__TASK REQUIREMENTS__: Pick out every line of the records that contains the word "desk", and copy each one.

-------- EXTRACTED INFORMATION --------

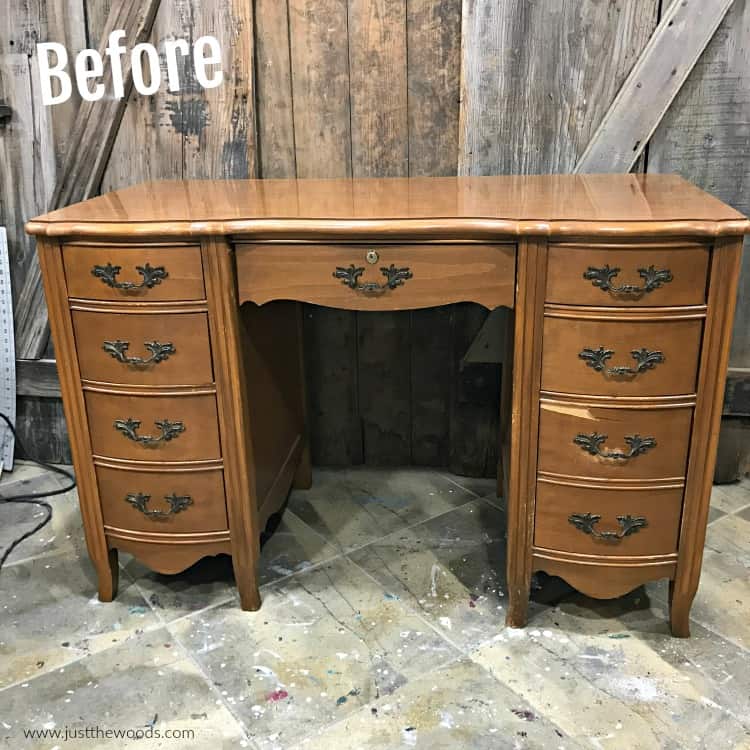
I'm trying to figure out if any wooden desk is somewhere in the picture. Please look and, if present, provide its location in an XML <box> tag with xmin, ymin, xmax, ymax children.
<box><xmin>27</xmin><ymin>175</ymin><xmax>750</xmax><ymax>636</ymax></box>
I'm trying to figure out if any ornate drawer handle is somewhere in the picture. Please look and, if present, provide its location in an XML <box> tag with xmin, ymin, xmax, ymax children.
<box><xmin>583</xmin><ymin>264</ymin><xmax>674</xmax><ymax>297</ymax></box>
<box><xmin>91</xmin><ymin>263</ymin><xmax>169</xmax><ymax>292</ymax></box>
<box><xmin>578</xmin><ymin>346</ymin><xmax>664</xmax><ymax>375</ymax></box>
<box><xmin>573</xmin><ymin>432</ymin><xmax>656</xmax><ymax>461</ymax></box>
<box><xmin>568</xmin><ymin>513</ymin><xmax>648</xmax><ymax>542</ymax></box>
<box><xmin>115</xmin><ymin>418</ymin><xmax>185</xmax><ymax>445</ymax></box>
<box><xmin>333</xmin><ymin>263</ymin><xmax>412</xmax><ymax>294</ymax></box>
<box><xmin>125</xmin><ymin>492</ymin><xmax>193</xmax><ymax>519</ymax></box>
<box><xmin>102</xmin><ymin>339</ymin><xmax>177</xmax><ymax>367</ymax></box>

--------
-------- EXTRACTED INFORMATION --------

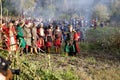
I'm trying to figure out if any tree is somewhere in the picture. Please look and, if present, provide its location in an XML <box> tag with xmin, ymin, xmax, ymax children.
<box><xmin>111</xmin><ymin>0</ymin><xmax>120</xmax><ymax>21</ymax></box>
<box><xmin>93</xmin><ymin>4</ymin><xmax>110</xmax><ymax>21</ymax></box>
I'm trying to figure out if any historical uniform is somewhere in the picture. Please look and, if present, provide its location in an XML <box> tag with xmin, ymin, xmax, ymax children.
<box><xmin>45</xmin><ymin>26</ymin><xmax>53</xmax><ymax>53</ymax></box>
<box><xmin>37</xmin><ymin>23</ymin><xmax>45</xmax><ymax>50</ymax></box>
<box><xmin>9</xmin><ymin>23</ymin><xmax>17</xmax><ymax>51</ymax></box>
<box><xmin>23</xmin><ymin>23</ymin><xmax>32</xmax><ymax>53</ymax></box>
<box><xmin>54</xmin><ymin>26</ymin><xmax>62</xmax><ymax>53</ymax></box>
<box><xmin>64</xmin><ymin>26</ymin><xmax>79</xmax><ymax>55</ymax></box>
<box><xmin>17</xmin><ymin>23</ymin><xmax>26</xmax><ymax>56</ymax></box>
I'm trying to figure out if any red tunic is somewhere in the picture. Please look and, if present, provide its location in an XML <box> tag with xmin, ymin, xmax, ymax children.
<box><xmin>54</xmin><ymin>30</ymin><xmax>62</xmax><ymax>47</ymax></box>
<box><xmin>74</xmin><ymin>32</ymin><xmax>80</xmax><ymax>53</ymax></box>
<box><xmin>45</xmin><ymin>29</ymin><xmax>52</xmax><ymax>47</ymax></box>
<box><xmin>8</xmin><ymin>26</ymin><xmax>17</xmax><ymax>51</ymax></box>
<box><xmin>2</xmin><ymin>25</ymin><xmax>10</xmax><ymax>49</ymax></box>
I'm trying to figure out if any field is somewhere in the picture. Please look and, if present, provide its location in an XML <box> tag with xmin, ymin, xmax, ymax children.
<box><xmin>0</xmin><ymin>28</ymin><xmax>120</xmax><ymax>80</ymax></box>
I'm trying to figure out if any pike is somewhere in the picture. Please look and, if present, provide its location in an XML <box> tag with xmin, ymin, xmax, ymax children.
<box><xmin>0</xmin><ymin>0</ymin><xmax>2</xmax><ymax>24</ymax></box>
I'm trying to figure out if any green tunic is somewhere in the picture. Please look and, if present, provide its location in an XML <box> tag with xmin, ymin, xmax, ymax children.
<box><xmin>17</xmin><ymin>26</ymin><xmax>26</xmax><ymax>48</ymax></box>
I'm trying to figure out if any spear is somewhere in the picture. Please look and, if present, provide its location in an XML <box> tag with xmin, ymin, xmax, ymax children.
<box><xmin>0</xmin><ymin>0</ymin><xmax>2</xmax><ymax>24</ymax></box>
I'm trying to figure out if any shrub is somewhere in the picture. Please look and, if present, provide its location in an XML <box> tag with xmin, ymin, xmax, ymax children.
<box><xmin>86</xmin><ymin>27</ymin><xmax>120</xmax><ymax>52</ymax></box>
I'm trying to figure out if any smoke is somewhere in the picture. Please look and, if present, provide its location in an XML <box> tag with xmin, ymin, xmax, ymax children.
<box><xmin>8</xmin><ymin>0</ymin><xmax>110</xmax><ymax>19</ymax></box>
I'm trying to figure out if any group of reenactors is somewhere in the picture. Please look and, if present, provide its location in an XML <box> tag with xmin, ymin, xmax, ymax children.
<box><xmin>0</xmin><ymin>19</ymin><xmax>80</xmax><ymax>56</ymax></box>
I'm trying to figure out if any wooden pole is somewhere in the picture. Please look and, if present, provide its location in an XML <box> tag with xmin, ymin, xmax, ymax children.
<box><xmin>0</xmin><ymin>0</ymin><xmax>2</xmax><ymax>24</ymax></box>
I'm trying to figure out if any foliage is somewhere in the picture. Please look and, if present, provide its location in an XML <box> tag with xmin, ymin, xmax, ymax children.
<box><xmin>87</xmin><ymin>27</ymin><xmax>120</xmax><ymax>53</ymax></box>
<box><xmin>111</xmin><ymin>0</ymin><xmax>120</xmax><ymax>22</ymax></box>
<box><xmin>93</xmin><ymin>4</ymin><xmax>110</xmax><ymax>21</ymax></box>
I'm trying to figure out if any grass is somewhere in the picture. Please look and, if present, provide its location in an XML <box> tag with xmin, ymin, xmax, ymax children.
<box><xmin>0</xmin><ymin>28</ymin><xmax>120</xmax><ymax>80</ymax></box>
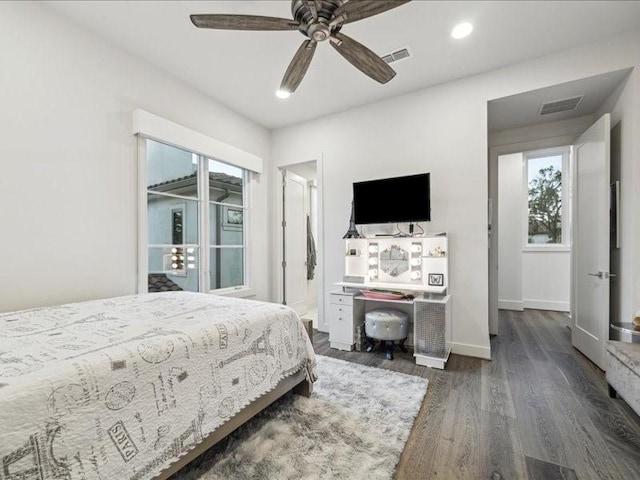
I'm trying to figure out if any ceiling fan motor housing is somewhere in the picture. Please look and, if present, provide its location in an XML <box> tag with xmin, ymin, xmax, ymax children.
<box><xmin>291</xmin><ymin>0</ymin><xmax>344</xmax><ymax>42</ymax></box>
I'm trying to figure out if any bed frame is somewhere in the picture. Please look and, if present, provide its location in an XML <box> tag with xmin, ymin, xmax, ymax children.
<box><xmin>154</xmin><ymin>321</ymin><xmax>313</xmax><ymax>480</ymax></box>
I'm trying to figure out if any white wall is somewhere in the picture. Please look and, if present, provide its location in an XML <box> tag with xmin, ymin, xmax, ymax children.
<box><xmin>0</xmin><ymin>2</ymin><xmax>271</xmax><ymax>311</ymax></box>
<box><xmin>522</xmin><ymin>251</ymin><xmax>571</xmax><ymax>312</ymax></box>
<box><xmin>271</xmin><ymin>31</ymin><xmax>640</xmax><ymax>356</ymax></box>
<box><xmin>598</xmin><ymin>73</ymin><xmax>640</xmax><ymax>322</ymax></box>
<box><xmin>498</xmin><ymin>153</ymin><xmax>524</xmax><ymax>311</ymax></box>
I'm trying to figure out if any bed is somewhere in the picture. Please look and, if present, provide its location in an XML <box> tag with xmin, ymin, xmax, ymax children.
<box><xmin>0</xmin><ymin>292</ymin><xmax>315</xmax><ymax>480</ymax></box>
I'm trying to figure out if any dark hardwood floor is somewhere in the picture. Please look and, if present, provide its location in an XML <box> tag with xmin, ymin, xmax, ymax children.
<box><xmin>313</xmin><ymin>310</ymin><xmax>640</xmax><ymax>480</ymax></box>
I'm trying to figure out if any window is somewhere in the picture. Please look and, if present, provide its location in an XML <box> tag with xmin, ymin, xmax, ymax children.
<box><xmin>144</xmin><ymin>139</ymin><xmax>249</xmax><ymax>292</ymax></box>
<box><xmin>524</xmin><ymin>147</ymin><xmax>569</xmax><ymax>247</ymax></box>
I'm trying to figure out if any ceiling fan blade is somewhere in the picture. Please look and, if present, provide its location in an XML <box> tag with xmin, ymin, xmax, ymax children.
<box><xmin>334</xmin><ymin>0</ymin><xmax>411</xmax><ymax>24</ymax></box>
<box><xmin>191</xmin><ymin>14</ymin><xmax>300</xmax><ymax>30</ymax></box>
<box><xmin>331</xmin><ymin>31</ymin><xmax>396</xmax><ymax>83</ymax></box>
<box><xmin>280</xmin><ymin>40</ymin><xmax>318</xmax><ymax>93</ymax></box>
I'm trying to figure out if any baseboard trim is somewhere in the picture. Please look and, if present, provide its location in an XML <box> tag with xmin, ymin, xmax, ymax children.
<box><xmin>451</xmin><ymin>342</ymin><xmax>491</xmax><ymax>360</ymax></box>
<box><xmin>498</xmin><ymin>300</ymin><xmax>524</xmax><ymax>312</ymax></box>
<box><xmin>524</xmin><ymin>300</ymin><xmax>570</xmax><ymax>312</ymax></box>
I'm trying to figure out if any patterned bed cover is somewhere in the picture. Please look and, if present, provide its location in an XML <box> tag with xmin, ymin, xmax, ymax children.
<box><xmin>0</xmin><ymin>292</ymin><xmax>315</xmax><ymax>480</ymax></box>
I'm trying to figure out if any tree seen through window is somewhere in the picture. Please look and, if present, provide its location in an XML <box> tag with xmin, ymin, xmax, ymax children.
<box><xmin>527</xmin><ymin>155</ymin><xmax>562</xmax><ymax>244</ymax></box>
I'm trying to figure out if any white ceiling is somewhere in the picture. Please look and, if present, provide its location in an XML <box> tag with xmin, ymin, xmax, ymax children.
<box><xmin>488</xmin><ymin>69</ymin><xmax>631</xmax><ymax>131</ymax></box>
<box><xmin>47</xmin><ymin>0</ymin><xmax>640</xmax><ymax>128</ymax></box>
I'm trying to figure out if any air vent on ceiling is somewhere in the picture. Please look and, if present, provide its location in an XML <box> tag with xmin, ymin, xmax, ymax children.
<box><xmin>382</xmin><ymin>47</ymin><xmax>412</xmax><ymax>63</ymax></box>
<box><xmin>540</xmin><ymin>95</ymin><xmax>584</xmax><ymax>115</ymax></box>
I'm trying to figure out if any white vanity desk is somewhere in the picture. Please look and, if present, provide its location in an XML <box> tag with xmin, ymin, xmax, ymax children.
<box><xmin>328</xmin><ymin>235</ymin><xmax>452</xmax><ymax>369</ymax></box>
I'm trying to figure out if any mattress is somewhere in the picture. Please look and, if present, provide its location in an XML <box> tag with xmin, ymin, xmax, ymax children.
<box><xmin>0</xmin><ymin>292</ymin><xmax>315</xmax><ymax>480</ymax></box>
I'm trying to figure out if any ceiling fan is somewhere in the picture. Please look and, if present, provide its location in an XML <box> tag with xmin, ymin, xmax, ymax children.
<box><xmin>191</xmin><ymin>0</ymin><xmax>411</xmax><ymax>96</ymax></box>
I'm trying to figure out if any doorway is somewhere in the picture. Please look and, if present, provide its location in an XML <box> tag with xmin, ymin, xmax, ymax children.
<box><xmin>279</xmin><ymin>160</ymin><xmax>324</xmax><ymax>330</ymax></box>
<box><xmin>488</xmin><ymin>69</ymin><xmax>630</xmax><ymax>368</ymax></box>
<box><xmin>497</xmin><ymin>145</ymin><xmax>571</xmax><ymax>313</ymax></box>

--------

__CORRECT RESPONSE__:
I'm trying to figure out if any wooden desk is somewhere in the picture. Please look and, if present, provide its location in an XML <box> tag with xmin, ymin, xmax, ymax children.
I'm trying to figure out if any white vanity desk is somewhere in the picture. Please look and, if present, provide its location in an XML <box> tag with xmin, ymin, xmax, ymax children.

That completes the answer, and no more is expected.